* What is being asked
Output the material below in its entirety, exactly as given.
= = = =
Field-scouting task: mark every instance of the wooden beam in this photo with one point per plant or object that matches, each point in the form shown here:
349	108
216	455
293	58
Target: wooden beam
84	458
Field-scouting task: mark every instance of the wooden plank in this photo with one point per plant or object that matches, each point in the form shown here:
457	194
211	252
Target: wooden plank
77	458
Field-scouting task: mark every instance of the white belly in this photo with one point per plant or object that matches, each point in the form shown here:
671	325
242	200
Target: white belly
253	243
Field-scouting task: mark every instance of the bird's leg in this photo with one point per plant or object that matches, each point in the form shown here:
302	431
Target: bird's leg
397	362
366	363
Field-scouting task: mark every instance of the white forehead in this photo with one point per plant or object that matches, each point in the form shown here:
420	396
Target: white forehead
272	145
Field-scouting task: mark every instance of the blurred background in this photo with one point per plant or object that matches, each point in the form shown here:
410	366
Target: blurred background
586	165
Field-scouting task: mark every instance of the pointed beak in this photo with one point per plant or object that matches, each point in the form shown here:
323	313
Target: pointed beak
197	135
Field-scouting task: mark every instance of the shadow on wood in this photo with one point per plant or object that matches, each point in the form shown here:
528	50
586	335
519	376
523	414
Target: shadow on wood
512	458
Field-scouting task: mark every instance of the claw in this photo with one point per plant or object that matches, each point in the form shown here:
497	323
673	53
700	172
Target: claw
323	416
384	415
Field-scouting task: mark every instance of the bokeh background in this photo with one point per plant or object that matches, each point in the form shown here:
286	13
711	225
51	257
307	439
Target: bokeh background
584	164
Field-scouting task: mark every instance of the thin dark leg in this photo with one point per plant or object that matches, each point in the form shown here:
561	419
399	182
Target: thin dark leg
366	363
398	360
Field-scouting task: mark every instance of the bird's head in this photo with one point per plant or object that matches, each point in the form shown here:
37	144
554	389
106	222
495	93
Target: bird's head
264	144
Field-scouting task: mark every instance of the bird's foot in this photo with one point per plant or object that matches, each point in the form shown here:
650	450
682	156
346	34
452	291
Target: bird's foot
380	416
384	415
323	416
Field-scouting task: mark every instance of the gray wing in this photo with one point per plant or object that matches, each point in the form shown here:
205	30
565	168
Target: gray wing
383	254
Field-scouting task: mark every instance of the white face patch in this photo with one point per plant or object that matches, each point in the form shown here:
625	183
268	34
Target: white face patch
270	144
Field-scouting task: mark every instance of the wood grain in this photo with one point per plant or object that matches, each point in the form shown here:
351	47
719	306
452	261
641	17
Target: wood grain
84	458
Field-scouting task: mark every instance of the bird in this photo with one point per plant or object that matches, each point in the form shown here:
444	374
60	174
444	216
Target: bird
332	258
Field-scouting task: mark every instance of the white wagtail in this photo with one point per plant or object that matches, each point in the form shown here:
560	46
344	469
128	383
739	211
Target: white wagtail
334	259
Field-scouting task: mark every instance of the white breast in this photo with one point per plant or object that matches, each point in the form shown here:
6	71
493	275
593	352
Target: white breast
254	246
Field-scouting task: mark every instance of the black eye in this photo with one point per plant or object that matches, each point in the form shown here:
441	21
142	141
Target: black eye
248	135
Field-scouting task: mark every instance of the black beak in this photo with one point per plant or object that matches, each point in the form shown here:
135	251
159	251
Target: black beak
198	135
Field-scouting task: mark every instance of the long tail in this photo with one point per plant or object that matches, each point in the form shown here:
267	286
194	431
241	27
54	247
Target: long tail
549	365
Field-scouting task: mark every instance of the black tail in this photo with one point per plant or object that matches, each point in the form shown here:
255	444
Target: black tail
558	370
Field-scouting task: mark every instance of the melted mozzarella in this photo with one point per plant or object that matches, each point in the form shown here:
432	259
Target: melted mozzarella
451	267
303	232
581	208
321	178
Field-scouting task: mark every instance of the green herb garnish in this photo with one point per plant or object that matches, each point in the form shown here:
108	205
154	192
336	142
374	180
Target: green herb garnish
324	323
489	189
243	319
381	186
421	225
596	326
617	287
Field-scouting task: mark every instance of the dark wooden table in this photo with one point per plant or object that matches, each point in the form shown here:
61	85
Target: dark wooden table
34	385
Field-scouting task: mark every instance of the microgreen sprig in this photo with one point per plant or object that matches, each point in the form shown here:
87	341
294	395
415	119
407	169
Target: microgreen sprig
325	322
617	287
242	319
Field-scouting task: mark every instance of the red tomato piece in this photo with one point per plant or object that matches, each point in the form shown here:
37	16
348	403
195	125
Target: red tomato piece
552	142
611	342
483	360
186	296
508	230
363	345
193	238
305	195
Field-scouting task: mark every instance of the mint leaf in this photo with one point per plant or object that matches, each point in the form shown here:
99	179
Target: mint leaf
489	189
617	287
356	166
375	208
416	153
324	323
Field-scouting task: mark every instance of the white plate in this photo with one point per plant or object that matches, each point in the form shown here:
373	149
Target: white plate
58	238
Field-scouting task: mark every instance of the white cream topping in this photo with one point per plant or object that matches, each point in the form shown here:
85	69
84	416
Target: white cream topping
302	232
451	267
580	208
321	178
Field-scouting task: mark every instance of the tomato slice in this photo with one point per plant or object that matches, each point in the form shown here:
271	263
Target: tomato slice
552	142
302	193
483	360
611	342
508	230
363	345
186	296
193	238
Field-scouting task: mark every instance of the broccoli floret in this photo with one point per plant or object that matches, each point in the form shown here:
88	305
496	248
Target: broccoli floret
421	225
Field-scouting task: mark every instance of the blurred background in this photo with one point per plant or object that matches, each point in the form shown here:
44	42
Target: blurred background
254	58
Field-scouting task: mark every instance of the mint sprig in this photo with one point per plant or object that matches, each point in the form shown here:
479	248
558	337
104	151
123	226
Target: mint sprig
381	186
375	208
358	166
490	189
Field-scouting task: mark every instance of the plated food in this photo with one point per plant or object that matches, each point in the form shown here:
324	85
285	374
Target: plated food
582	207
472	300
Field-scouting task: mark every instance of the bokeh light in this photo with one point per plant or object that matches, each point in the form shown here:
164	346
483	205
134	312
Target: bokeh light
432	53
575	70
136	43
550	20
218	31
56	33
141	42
= = = =
* Worked solution
Field-scouting task: mark every instance of the wooden beam in this photo with one point per plant or object that matches, each point in the form shown here:
349	108
216	455
293	58
Target: wooden beam
84	458
Field-scouting task: mark every instance of the wooden plank in this photo with one point per plant or object that matches, each point in the form shown here:
457	194
211	252
Target: wooden plank
77	458
Field-scouting task: mark every instance of the white belly in this photo with one point per plant or object that matches, each point in the form shown here:
671	325
242	200
Target: white belly
253	243
Field-scouting task: mark every instance of the bird's leg in this photo with one point per plant or object that matches, each point in the form shown here:
302	431
Target: bird's leg
397	362
366	363
Field-scouting task: mark every instance of the white forehead in this photo with one point per plant or object that matches, each point in the form shown here:
420	396
Target: white forehead
272	145
Field-scouting task: mark every instance of the blurred background in this photo with one point per plant or object that matches, each point in the form shown here:
410	366
Target: blurred background
586	165
Field-scouting task: mark every instance of the pointed beak in this photo with one point per plant or object that matches, each point in the form shown here:
323	313
Target: pointed beak
197	135
Field-scouting task: mark every instance of the shadow on wood in this photo with one point per plant or object that matches, each point in the form shown here:
528	50
586	335
519	376
523	414
Target: shadow on wood
512	458
Field-scouting task: mark every instance of the claw in this photo with one point per plant or object that matches, each point in the form shown here:
497	323
673	53
700	172
Target: claw
323	416
384	415
Field-scouting task: mark every instance of the bokeh background in this photo with one point per plant or object that matches, each point in the form shown here:
286	13
711	225
51	257
307	439
Target: bokeh background
584	164
Field-scouting task: mark every instance of the thin dark leg in this photo with one point per plant or object that matches, each point in the form shown here:
561	419
399	182
Target: thin dark leg
366	363
398	360
Field-scouting task: mark every instance of the bird's head in this photo with one point per plant or object that matches, each point in the form shown here:
37	144
554	389
106	222
495	93
Target: bird's head
264	144
Field-scouting task: mark every instance of the bird's foot in this photo with one point per plant or object that matches, each point in the form shown here:
650	450
682	156
346	34
452	291
Target: bird's foot
380	416
384	415
323	416
Field-scouting task: mark every instance of the gray wing in this photo with one point per plant or object that matches, each point in the form shown here:
205	30
565	168
Target: gray wing
383	254
Field-scouting task: mark every instance of the white face patch in this photo with one point per plant or object that matches, each point in the form shown here:
625	183
268	34
Target: white face patch
270	144
Field-scouting task: mark every instance of the wood grain in this photo with one point per plant or object that matches, each point in the form shown here:
351	47
719	306
452	261
641	17
Target: wood grain
84	458
Field-scouting task: mark every instance of the bird in this photo with one point per plant or object that matches, each point in the form shown here:
444	374
60	174
444	216
Target: bird
332	258
Field-scouting task: mark every instance of the white wagtail in this photo with one point per plant or object that matches, each point in the form shown here:
560	46
344	469
128	383
739	211
Target: white wagtail
334	259
Field-scouting task: mark every instance of the white breast in this photo with one point per plant or object that matches, each point in the form shown here:
6	71
493	275
593	352
Target: white breast
254	246
Field-scouting task: mark every instance of the black eye in this photo with one point per plant or object that matches, each point in the form shown here:
441	21
142	141
Target: black eye
248	135
Field-scouting task: mark every instance of the black beak in this photo with one point per plant or object that matches, each point in the form shown here:
135	251
159	251
Target: black beak
198	135
Field-scouting task: mark every instance of the long tail in this photo with one point per plant or object that matches, each point in the form shown here:
267	286
194	431
241	27
54	247
Target: long tail
549	365
Field-scouting task: mark every instance of the black tail in this photo with one point per plant or object that matches, each point in the form shown here:
255	444
Target: black tail
558	370
Field-scouting task: mark every instance of the melted mozzarella in this photo with one point per plant or object that matches, each point in the form shown here:
432	259
Target: melted mozzarella
451	267
303	232
581	208
321	178
Field-scouting task: mark every instance of the green herb garnish in this photo with one point per plant or object that matches, each point in the form shown here:
108	205
154	192
336	142
374	180
Target: green herb garnish
324	323
489	189
243	319
381	186
421	225
596	326
617	287
Field-scouting task: mark every instance of the dark wooden table in this photo with one point per plant or object that matches, each point in the form shown here:
61	85
Target: dark wooden table
34	385
Field-scouting task: mark every instance of the microgreen sprig in this photo with one point per plant or object that matches, each point in the form shown here:
87	341
294	395
415	119
407	169
Target: microgreen sprig
325	322
617	287
242	319
Field-scouting task: mark every instance of the red tomato piece in this photo with one point per plant or object that matches, each point in the form shown here:
37	16
348	403
195	125
Target: red tomato piece
552	142
611	342
483	360
186	296
508	230
363	345
193	238
305	195
Field-scouting task: mark every instance of the mint leaf in this photo with one point per plant or object that matches, each point in the form shown here:
99	179
Target: mint leaf
489	189
617	287
356	166
375	208
416	153
324	323
Field-scouting task: mark every instance of the white plate in this photo with one point per plant or object that matches, each point in the form shown here:
373	149
Target: white plate
58	238
Field-scouting task: mark every instance of the white cream topping in this photo with one point per plant or object that matches, each point in the form shown here:
85	69
84	416
Target: white cream topping
302	232
451	267
580	208
321	178
Field-scouting task: mark every instance of the tomato slice in this photo with one point per plant or object that matches, each point in the form shown here:
271	263
Target: tomato slice
552	142
302	193
483	360
611	342
508	230
363	345
186	296
193	238
Field-scouting task: mark every instance of the broccoli floret in this photo with one point per plant or object that matches, each point in the form shown here:
88	305
496	248
Target: broccoli floret
421	225
Field-scouting task: mark every instance of the blurred background in this photo with one point per plant or object that matches, each point in the form shown here:
44	42
Target: blurred background
254	58
Field-scouting task: mark every instance of the mint sprig in this photo with one point per plant or object that matches, each point in the form shown here:
479	248
558	337
104	151
123	226
Target: mint sprig
381	186
375	208
358	166
490	189
Field-scouting task: mark every instance of the plated food in this photo with one point per plant or object that matches, each point in the form shown here:
324	85
285	374
Target: plated food
582	207
472	300
Field-scouting task: mark every instance of the bokeh light in this photo with one point per plant or object that matches, each point in the form shown here:
164	346
483	205
134	312
Target: bokeh light
432	53
575	70
136	43
550	20
218	31
56	33
141	42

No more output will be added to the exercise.